WORK REQUIRED: From the first line of the data below, repeat each line exactly until you reach the line with "Show me the walk"; include that line too.
______
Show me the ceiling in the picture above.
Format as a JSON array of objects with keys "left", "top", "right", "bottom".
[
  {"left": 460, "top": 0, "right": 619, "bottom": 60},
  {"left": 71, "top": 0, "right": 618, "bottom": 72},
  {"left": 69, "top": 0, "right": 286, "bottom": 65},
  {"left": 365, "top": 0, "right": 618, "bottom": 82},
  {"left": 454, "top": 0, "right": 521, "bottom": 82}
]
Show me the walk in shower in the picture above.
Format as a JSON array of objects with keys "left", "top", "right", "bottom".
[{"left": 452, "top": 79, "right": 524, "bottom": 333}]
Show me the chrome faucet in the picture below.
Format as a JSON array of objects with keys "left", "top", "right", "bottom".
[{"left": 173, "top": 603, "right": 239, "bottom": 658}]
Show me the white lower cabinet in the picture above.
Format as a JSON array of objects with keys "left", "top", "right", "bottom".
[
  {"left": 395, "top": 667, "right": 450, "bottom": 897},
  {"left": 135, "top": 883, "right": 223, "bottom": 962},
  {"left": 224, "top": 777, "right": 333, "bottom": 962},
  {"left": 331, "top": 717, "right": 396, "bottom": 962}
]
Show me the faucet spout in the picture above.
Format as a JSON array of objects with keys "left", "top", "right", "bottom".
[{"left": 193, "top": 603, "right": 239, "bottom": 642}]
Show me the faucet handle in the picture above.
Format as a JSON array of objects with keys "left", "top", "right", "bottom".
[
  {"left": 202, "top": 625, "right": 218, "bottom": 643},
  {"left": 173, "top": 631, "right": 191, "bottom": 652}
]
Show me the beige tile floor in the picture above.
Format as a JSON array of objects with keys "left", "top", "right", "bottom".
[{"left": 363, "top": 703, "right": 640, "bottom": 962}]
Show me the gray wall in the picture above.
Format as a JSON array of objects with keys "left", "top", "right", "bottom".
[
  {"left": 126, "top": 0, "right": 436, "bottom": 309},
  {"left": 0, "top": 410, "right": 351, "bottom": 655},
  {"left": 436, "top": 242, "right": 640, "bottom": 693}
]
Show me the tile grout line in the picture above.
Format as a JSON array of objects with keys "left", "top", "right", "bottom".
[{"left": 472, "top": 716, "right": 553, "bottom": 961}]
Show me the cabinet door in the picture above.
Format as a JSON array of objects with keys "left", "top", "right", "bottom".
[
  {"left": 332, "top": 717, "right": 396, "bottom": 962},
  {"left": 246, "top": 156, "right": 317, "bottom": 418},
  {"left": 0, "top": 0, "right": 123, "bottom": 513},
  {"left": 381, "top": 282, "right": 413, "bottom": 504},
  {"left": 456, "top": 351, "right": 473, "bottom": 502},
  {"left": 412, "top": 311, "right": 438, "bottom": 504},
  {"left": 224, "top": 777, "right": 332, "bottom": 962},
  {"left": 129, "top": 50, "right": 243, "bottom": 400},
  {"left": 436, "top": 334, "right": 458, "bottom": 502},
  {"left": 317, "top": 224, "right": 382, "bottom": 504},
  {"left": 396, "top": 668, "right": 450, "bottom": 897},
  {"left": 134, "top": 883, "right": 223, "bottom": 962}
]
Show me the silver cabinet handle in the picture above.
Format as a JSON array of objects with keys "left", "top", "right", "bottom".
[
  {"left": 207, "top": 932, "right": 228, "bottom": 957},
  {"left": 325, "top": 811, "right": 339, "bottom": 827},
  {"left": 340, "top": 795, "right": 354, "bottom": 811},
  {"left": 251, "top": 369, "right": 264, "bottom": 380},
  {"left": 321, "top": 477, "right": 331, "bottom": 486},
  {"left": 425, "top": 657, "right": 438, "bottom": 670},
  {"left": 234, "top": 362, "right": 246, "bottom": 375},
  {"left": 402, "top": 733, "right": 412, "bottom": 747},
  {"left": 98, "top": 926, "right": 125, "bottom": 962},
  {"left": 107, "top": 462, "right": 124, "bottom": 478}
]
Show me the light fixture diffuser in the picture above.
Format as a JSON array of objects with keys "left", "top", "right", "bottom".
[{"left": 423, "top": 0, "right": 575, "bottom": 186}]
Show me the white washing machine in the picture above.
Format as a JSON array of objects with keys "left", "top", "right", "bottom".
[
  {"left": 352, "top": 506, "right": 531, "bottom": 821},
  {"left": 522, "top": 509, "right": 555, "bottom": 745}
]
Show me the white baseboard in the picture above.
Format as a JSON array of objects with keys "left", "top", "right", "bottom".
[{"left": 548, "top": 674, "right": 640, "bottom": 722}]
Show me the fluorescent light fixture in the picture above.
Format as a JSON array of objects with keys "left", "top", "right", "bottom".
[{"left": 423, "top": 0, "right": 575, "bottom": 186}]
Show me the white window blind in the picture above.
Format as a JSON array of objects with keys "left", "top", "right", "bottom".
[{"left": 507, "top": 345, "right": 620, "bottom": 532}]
______
YOUR RESPONSE:
Show me the ceiling in the picture above.
Format as a JSON array of objects with keys "left", "top", "right", "bottom".
[
  {"left": 460, "top": 0, "right": 619, "bottom": 60},
  {"left": 71, "top": 0, "right": 618, "bottom": 72},
  {"left": 69, "top": 0, "right": 286, "bottom": 65},
  {"left": 365, "top": 0, "right": 618, "bottom": 82},
  {"left": 454, "top": 0, "right": 521, "bottom": 82}
]
Show me the walk in shower in the picture above.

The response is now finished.